- _Exercise data_:
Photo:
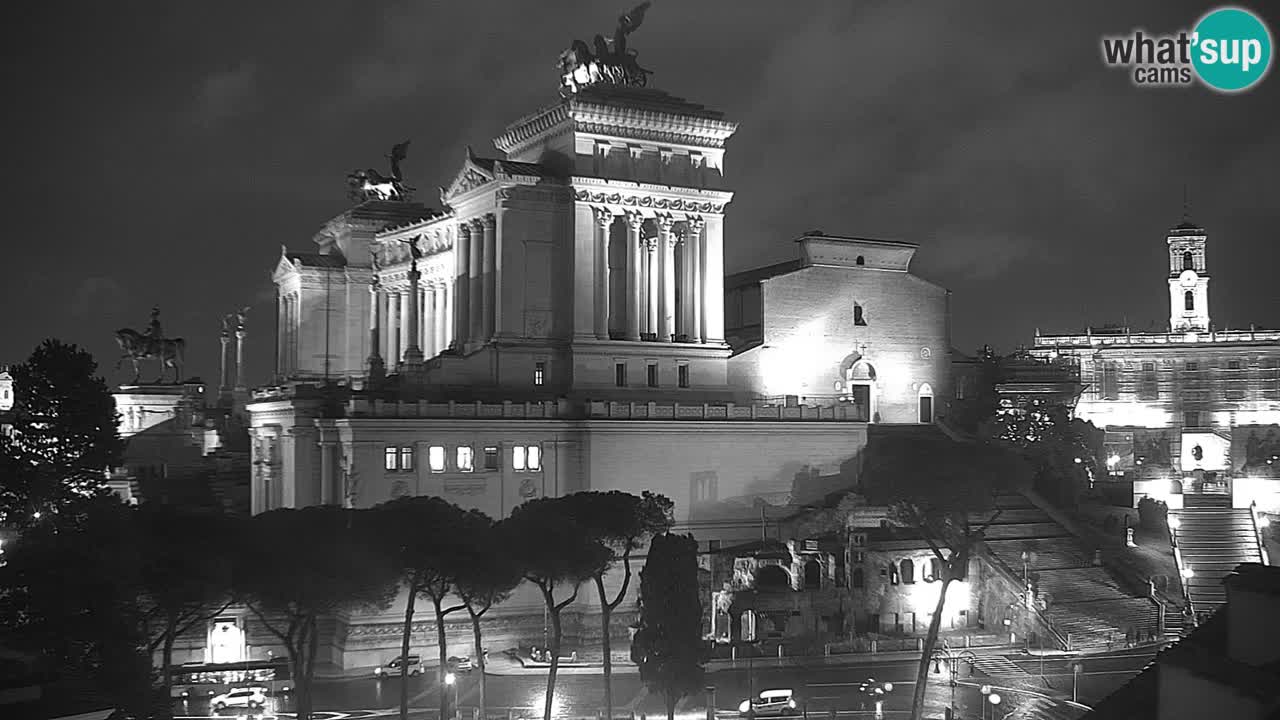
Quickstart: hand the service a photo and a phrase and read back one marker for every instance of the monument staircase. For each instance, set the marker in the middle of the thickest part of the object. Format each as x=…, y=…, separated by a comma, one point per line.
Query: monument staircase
x=1211, y=538
x=1080, y=601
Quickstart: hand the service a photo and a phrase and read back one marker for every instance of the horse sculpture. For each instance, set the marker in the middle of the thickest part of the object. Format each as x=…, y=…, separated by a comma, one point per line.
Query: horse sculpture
x=135, y=346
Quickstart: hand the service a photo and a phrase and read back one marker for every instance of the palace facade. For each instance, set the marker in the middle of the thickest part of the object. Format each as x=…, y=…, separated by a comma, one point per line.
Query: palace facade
x=1192, y=409
x=560, y=326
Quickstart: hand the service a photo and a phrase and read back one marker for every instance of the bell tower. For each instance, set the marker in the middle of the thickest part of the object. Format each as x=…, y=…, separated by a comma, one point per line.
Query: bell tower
x=1188, y=278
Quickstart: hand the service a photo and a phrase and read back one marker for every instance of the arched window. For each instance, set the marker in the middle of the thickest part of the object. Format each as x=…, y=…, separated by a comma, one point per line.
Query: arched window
x=812, y=575
x=772, y=578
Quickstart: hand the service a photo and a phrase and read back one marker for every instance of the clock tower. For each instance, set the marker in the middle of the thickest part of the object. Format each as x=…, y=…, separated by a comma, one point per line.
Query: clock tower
x=1188, y=278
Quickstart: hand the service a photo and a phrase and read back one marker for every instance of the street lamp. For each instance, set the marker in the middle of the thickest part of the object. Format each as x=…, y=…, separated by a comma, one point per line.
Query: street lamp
x=451, y=679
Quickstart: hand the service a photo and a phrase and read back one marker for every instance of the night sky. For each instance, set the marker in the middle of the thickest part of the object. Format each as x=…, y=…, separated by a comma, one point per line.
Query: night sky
x=160, y=153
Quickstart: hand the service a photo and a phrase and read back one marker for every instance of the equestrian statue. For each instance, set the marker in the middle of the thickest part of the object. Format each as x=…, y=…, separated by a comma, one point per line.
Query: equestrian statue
x=141, y=346
x=371, y=185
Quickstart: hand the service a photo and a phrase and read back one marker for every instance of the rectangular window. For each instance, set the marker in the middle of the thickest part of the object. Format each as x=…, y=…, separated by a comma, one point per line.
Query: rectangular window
x=435, y=458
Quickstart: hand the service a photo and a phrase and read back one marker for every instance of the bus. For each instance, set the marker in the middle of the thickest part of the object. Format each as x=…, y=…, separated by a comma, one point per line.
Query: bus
x=206, y=679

- _What the task requires_: Repeat the records above exactly. Pictures do not belong in the copy.

- _Response to this task_:
Photo:
Quickstart: hand the service a photo and a phrase and read back one marker for every instance of the monument staircase. For each instance, set the marker in the middle of the thickest part of the object. Format each as x=…, y=…, separated by a comma, one point per line.
Query: monument staircase
x=1211, y=538
x=1080, y=601
Quickstart: hand the service a photo and a phrase and read back one marker for every instance of the horse sculpture. For each instance, set the marker in the middle of the thickest part of the object. Format each as x=…, y=…, separated by a comma, one point per line.
Query: horse sculpture
x=135, y=346
Quickstart: hand the service a photo and a phrase and read back one marker for every instance of the palace facade. For each instance, set the marker in the middle of the thickest part of the object. Format each as x=…, y=…, separated by a comma, one point per line.
Query: palace facade
x=1192, y=409
x=560, y=326
Quickstart: hand the service a photo and a phrase and read back one marker for every instance of the bell tower. For each instance, set the marker in the middle of the thickest part of the object. Format each as x=…, y=…, separated by a comma, one point per line.
Query: bell tower
x=1188, y=278
Quickstart: hand the service a photo and a phrase and read back one marker for every instance of the arched window. For each instance, set the marker in the middle of the thickest part of the object. Format each as x=…, y=…, separated by a comma, one point per line.
Query: arched window
x=812, y=575
x=772, y=578
Quickstart: hand the service a photo and a phrase and read back one marker for every instance of the clock tower. For each instance, set the marker in the middle of the thickest part of the object. Format each as x=…, y=…, separated by a comma, one point per line.
Query: clock tower
x=1188, y=278
Quickstart: hand the service a photo and a phrase and read back one marker for every instance of the street lamp. For each instance, set the marker in the middle of the thickest part of the object. Format each as x=…, y=…, separated by a comma, one point per line.
Query: street lamp
x=451, y=679
Quickstart: hand the service a photo and a phrase and read back one marker for every instance of the night sky. For each instance, set the marker in the middle of the thickest part of the object. Format each as x=…, y=…, separated by a comma, one point per line.
Query: night sky
x=160, y=153
Quickstart: hand the service a photo and a phrase and read back one marker for every instance of the equestrian statue. For each instance, set the marker in the middle of the thickest part of the object. Format each as x=…, y=…, separated by a comma, one point per line.
Query: equestrian statue
x=141, y=346
x=371, y=185
Quickstart: hand the service a photo and a phrase and read back one marker for every instance of the rectangular window. For each instance, set the marker in the middle of the thickest part of the object. Format each as x=…, y=…, separated by a comma, one point per line.
Query: rectangular window
x=435, y=458
Quickstart: hand the service a photo and a phrase and read back one marker for every instance of the bus. For each instance, set the marker in the middle of the thickest part of the object. Format each as x=…, y=…, separated by a comma, one point per line.
Query: bus
x=206, y=679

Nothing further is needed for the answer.